#### [REQUIRED ACTION]
Would you please restate the data exactly as it stands, apart from the pictures?

Images for object localization:
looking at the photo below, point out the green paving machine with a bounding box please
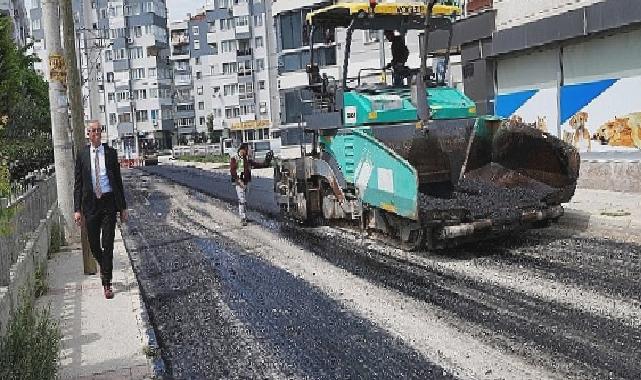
[274,1,580,250]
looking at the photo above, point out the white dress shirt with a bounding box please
[90,145,113,194]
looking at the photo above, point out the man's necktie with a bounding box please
[94,149,102,199]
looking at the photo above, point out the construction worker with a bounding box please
[230,143,273,225]
[384,30,410,86]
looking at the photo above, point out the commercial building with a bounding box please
[447,0,641,153]
[170,0,275,149]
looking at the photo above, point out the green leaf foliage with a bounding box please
[0,15,53,182]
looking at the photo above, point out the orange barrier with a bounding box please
[119,158,145,168]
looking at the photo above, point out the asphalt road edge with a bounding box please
[120,222,168,379]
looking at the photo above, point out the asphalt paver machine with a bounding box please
[274,1,580,250]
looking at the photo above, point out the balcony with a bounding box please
[466,0,492,14]
[237,48,252,57]
[171,34,190,45]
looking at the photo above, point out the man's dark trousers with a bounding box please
[85,193,117,286]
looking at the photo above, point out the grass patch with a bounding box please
[176,154,229,164]
[48,222,65,257]
[0,290,61,380]
[34,265,47,298]
[0,204,17,236]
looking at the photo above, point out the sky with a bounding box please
[166,0,204,22]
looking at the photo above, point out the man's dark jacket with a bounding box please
[74,144,127,216]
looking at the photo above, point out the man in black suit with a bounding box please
[74,121,128,299]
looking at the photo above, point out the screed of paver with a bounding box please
[162,184,561,380]
[38,229,149,379]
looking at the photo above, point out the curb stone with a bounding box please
[120,225,167,379]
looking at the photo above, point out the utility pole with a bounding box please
[61,0,97,274]
[42,0,76,241]
[81,0,102,128]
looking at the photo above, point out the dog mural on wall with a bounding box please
[536,116,548,133]
[593,113,641,149]
[568,111,592,152]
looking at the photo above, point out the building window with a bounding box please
[223,84,237,96]
[225,106,240,118]
[255,36,264,48]
[221,40,237,53]
[129,47,144,59]
[237,60,252,76]
[108,93,115,101]
[133,26,143,38]
[208,22,216,33]
[199,117,206,125]
[210,42,218,55]
[210,65,219,75]
[150,109,159,123]
[196,71,202,80]
[253,14,263,27]
[131,68,145,79]
[32,19,41,30]
[106,72,114,82]
[238,83,253,100]
[117,91,129,101]
[148,68,156,78]
[259,80,265,90]
[109,113,117,125]
[194,40,200,50]
[255,59,264,72]
[236,16,249,27]
[193,26,199,35]
[198,101,205,110]
[222,62,237,74]
[104,50,112,61]
[197,86,203,95]
[195,57,200,65]
[135,110,149,122]
[118,113,132,123]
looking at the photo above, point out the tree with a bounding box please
[0,16,53,180]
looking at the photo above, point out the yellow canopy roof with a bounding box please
[306,2,460,27]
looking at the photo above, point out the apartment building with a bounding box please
[449,0,641,154]
[29,0,174,155]
[170,0,274,148]
[1,0,28,46]
[169,19,196,144]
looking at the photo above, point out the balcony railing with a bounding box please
[171,35,190,45]
[237,48,252,57]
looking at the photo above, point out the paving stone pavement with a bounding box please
[36,227,153,379]
[561,188,641,232]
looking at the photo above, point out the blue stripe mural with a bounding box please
[495,89,538,118]
[559,79,617,125]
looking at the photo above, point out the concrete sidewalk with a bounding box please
[561,188,641,232]
[36,227,159,379]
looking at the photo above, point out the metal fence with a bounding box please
[0,165,57,286]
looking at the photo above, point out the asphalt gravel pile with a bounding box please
[419,163,557,222]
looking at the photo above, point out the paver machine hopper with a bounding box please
[274,0,580,250]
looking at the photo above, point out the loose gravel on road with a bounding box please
[121,166,641,380]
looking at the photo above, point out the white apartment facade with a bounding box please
[170,0,274,148]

#### [WRITTEN SOLUTION]
looking at the photo below, point out the green paving machine with a bounding box please
[274,1,580,250]
looking at the photo above, point out the white dress shirt with a bounding box please
[90,145,113,194]
looking at the photo above, point out the man's necktie with a bounding box please
[94,149,102,199]
looking at the photo above, point out the construction worker with a bounding box please
[230,143,273,225]
[384,30,410,86]
looking at the photo above, point out the commercial building with a bounding box please
[447,0,641,153]
[170,0,275,149]
looking at the photo above, point out the green leaf foliage with a bounding box please
[0,15,53,182]
looking at the photo above, point out the orange barrier with a bounding box please
[119,158,145,168]
looking at the photo above, point out the asphalt road edge with a bounding box please
[120,222,168,379]
looking at the photo above, point out the asphalt paver machine with a bounding box please
[274,1,580,250]
looking at the photo above, point out the balcony with a bounding box please
[466,0,492,14]
[237,48,252,57]
[171,34,190,45]
looking at the photo above, point out the man's dark trousers with a bounding box please
[85,193,117,286]
looking at the photo above, point out the grass patch with a bounding box please
[176,154,229,164]
[48,222,65,257]
[0,290,61,380]
[34,265,47,298]
[0,204,17,236]
looking at the photo above, point out the sky with a bounding box please
[166,0,204,22]
looking at the photo above, point out the man's dark jacket with a bounding box please
[74,144,127,216]
looking at the photo above, point out the man in black suit with a bounding box please
[74,121,128,299]
looking at the photo above, point out the screed of paver with a bounding box please
[162,184,561,380]
[38,229,149,379]
looking at the photo above, point out the curb stone with a bounding box please
[120,225,167,379]
looking at the photo above, point out the utility pole with a bounding box please
[61,0,97,274]
[42,0,76,241]
[81,0,102,128]
looking at the photo above, point out the dog mural on wall with a bounding box please
[536,116,548,133]
[593,113,641,149]
[568,111,592,152]
looking at the photo above, point out the building window with a bounding box please
[223,84,237,96]
[225,106,240,118]
[255,36,264,48]
[221,40,237,53]
[129,47,144,59]
[237,60,252,76]
[108,93,115,101]
[133,26,143,38]
[208,22,216,33]
[199,117,206,125]
[210,42,218,55]
[210,65,219,75]
[150,109,159,123]
[196,71,202,80]
[253,14,263,27]
[131,68,145,79]
[32,19,41,30]
[106,72,114,82]
[238,83,253,100]
[117,91,129,101]
[148,68,156,78]
[259,80,265,90]
[109,113,117,125]
[194,40,200,50]
[255,59,264,72]
[236,16,249,27]
[193,26,199,35]
[198,101,205,110]
[222,62,237,74]
[104,50,112,61]
[197,86,203,95]
[195,57,200,65]
[135,110,149,122]
[118,113,132,123]
looking at the photo above, point out the tree with a bounding box please
[0,16,53,180]
looking at the photo above, point out the yellow canopy roof with a bounding box please
[306,2,460,27]
looking at the photo above, point out the apartment building with a bounding box please
[449,0,641,154]
[29,0,174,155]
[170,0,274,148]
[1,0,28,46]
[169,19,196,144]
looking at the photo above, point out the balcony railing with a bounding box please
[171,35,190,45]
[237,48,252,57]
looking at the photo above, point out the paving stone pavement with a bounding box please
[36,227,153,379]
[561,188,641,232]
looking at the photo above, point out the blue stripe mural with a bounding box please
[495,89,538,118]
[559,79,617,125]
looking at the photo above, point out the concrete sidewalk with a bounding box please
[561,188,641,232]
[36,227,159,379]
looking at the photo above, point out the metal fence with a bounding box please
[0,165,57,286]
looking at the photo above, point out the asphalt gravel pile with a bounding box please
[419,163,557,222]
looking at the photo above, point out the paver machine hopper with a bounding box please
[274,0,580,250]
looking at the photo above, point out the loose gravel on road with a bounding box please
[121,166,641,380]
looking at the photo above, point out the white apartment facade with a bounding box please
[170,0,274,148]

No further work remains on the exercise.